- _Work required_
What you need to do is retype every entry exactly as written.

- _Dataset content_
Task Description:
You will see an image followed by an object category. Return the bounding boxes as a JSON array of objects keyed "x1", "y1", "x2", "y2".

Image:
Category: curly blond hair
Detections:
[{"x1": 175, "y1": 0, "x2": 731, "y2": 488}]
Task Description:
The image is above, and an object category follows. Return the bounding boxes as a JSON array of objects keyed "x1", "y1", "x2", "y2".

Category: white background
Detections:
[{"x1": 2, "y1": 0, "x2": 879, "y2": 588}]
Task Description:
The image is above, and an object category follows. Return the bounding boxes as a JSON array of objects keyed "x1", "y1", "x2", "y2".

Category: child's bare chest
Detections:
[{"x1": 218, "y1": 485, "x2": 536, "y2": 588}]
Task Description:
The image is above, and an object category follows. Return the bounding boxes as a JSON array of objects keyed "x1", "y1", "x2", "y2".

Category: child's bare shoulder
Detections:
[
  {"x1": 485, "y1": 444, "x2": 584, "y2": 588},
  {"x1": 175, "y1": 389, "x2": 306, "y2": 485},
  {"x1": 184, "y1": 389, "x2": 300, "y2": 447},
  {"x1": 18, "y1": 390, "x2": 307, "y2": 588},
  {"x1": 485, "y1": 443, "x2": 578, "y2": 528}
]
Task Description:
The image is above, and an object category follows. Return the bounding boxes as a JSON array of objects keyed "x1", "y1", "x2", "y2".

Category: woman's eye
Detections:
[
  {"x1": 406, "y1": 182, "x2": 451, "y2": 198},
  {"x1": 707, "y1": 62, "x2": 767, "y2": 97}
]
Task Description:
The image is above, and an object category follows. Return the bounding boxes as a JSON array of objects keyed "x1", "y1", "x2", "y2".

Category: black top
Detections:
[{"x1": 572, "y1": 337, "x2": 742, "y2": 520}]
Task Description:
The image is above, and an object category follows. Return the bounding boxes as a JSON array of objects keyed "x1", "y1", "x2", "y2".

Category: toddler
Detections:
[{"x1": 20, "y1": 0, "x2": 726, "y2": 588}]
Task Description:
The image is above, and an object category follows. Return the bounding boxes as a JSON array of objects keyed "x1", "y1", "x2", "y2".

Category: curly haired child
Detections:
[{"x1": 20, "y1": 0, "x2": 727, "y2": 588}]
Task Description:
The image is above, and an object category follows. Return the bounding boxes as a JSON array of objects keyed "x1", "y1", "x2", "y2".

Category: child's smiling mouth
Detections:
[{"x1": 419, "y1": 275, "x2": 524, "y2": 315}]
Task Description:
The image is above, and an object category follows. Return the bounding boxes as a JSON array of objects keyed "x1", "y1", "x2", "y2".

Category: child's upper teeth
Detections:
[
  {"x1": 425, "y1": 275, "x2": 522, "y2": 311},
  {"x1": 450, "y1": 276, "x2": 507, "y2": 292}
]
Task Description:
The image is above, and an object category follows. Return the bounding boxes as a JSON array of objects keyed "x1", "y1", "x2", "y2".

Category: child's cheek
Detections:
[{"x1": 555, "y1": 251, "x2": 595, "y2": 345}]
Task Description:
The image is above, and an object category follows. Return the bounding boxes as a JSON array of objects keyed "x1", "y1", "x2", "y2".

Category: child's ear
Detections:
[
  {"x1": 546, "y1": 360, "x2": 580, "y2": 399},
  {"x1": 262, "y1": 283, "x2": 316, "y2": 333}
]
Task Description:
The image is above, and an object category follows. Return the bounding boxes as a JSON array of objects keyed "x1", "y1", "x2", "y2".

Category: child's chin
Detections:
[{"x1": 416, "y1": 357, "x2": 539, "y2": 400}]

- _Response below_
Task Description:
You will see an image followed by an object category. Return the bounding boxes as a JSON array of objects keyed "x1", "y1", "x2", "y2".

Image:
Category: curly blond hair
Detections:
[{"x1": 175, "y1": 0, "x2": 731, "y2": 488}]
Task Description:
The image is above, and an object category follows. Return the bounding boxes as a JSON array of objects keyed "x1", "y1", "x2", "y2".

Category: white background
Detections:
[{"x1": 2, "y1": 0, "x2": 879, "y2": 588}]
Task Description:
The image is above, and an object category follows. Return the bounding boxes as a JSON array of objects keyed "x1", "y1", "x2", "y2".

Category: child's bare chest
Detections:
[{"x1": 218, "y1": 485, "x2": 536, "y2": 588}]
Task Description:
The image is above, and an object category follows. Return the bounding boxes as a JSON array of objects keyed "x1", "y1", "x2", "y2".

Category: child's bare shoulder
Detections:
[
  {"x1": 485, "y1": 444, "x2": 584, "y2": 588},
  {"x1": 175, "y1": 389, "x2": 306, "y2": 485},
  {"x1": 184, "y1": 389, "x2": 300, "y2": 447},
  {"x1": 18, "y1": 390, "x2": 307, "y2": 588},
  {"x1": 485, "y1": 443, "x2": 578, "y2": 528}
]
Task Description:
The image is above, and an object category follows. Return the bounding boxes as a JSON array of objects keyed "x1", "y1", "x2", "y2".

Category: woman's eye
Detections:
[
  {"x1": 406, "y1": 182, "x2": 451, "y2": 198},
  {"x1": 707, "y1": 62, "x2": 767, "y2": 97}
]
Task Description:
The image is above, and an object category follows. Return the bounding boxes as a JSON array of objects keyed "x1", "y1", "x2", "y2".

Category: black top
Detections:
[{"x1": 572, "y1": 337, "x2": 742, "y2": 520}]
Task Description:
The image is above, and an object category follows. Return the bounding boxes as a JSON array of objects keyed "x1", "y1", "x2", "y2".

Category: toddler
Detections:
[{"x1": 20, "y1": 0, "x2": 726, "y2": 588}]
Task Description:
The image is above, and an object category follows. Return the bounding boxes as a JSON array of objects keyed "x1", "y1", "x2", "y2".

Category: curly haired child
Detections:
[{"x1": 20, "y1": 0, "x2": 727, "y2": 588}]
Task Description:
The image is above, and an object category follows. Return the bounding boxes as a JSON array of objects keyed "x1", "y1", "x2", "y2".

Category: child's smiling mouth
Detections:
[{"x1": 419, "y1": 275, "x2": 524, "y2": 315}]
Task Description:
The image is above, and an object category follows. Return the bounding boxes as a JSON array of objects keyed "x1", "y1", "x2", "y2".

Category: child's upper teeth
Detections:
[
  {"x1": 425, "y1": 275, "x2": 522, "y2": 311},
  {"x1": 450, "y1": 276, "x2": 507, "y2": 292}
]
Task Description:
The image is above, and an object category follows. Return the bounding boxes as a JSON array of objects keyed "x1", "y1", "x2", "y2".

Category: child's cheek
Detections:
[{"x1": 555, "y1": 251, "x2": 595, "y2": 345}]
Task Description:
The image is above, and an object category follows. Return the bounding boxes as a JSON array of objects keyed "x1", "y1", "x2", "y2".

Category: child's ear
Detections:
[
  {"x1": 546, "y1": 360, "x2": 580, "y2": 399},
  {"x1": 262, "y1": 283, "x2": 316, "y2": 333}
]
Task Description:
The image is above, and an object category follows. Return the bounding boxes as a JSON array of objects keyed "x1", "y1", "x2", "y2".

Category: child's chin
Detections:
[{"x1": 416, "y1": 357, "x2": 539, "y2": 400}]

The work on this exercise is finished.